:: TEXT ::

Keeping it in the family: the Pearsons
Queensland Teachers' Journal, Vol 124 No 3, 23 April 2019, page no. 20
To mark the QTU's 130th anniversary, we meet another family who are Union through and through – this time, the Pearsons.
Teaching and the QTU have been intertwined for Barbara and me from our entry into the profession in the mid-70s. And so it was for our youngest daughter, Genevieve, when she began teaching in Toowoomba in 2014. A Union Rep in her first year, Genevieve quickly became an activist. In fact, at the time of writing, Genevieve has almost completed a term as Acting South Qld Regional Organiser. Barb and I taught for 39 and 38 years respectively, before our retirements at the beginning of 2015.
Arguably, the teaching connection in our family began in the '50s, when Barbara’s mum, Nancy Dunwoody, taught her and four of her siblings by correspondence on the family farm at Seaforth. Education was highly valued by Barb’s parents, with her brothers sent to boarding school and then ag college at Gatton at a time when the family’s struggling fruit and vegetable farm could ill-afford it. Barb instead settled for university. There was no such link to teaching in my family, with mum in the WAAF during the war and then working in the tax department before marrying dad and raising eight children while he established and ran a chemist shop in Rockhampton.

:::

* AIM A
In the rows, starting at the line containing "of the small" and ending at the line containing "[[228, 126], [532, 254], [579, 298]]", give those lines again with "small stone" renamed to "pebble" and everything else left unchanged.

:: DATASET EXTRACT ::

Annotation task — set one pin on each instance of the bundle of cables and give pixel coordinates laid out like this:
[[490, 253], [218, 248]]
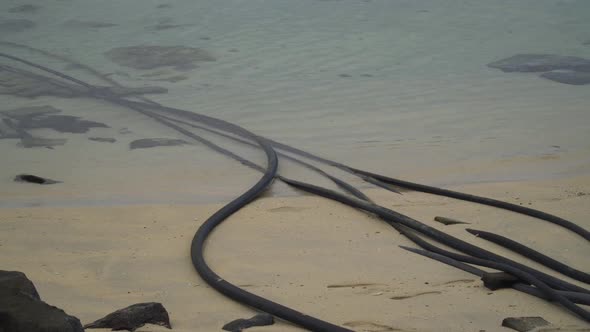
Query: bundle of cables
[[188, 124]]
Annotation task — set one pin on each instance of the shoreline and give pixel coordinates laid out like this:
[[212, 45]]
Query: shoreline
[[92, 260]]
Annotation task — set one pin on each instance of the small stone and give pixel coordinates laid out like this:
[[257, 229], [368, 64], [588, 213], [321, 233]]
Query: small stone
[[15, 25], [102, 139], [33, 179], [27, 8], [133, 317], [523, 324], [568, 77], [262, 319]]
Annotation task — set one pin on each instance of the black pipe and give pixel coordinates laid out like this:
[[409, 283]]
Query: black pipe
[[228, 126], [532, 254], [579, 298]]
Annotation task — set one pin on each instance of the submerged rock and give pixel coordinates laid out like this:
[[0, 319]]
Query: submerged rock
[[21, 309], [133, 317], [25, 113], [145, 143], [41, 142], [62, 123], [27, 8], [33, 179], [262, 319], [77, 24], [15, 25], [568, 77], [150, 57], [102, 139], [541, 63]]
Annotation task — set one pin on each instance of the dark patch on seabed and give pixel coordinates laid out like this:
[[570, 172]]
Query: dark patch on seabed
[[558, 68], [17, 124]]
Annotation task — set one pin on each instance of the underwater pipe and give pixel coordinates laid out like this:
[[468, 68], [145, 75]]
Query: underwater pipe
[[224, 125], [200, 237], [212, 121], [532, 254]]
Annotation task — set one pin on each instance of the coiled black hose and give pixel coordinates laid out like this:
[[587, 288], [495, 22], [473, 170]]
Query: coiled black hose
[[240, 131], [580, 298], [532, 254]]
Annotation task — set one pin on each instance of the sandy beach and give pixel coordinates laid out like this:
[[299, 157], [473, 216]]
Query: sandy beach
[[309, 253], [401, 88]]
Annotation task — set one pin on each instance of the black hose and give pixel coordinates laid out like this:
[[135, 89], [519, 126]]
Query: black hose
[[198, 243], [481, 200], [234, 292], [392, 217], [550, 292], [532, 254], [240, 131], [579, 298]]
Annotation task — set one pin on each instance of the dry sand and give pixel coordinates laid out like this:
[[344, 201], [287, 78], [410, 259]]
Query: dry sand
[[308, 253], [398, 87]]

:::

* AIM B
Continue the article about the Pearson family's ties to teaching and the Union from the point at which it stops.

* EXERCISE OUTPUT A
Annotation task — set one pin on each instance of the pebble and give pixel coordinates laid out like this:
[[257, 229], [368, 64], [588, 213], [321, 233]]
Query: pebble
[[15, 25], [102, 139], [33, 179], [27, 8], [133, 317], [523, 324], [568, 77], [262, 319]]
Annotation task — set one pin on each instance of the black pipe and give pixel coordinates laid out like this:
[[409, 283]]
Query: black pipe
[[228, 126], [532, 254], [579, 298]]

* EXERCISE OUTPUT B
An offer of a teaching scholarship was the catalyst for my decision to become a teacher. Barbara accepted a scholarship to do a pioneering four-year education degree majoring in Science at James Cook. We met early in our first year in 1972, and the rest, as they say, is history.
We were most fortunate to be sent to Ayr SHS in our formative years. Principal Bill Mott was exceptional and the staff friendly and supportive. Our five years at Ayr fuelled our love of teaching and provided us with a host of opportunities that leveraged the future directions of our careers. We left Ayr in 1982 when Barb was promoted to senior mistress at Moranbah.
This move proved a seminal moment for our QTU activism, as we met Karen and John Battams, Marg and Terry Woodford and others in the coal mining community west of Mackay. QTU involvement was by no means new to us. However, John’s influence on me was profound. He had led the Moranbah teachers on a successful five-day strike in support of improved locality allowances, despite then-Premier Joh Bjelke Petersen’s assertion that they could “strike till the cows come home”. The government folded and agreed to a review of the system.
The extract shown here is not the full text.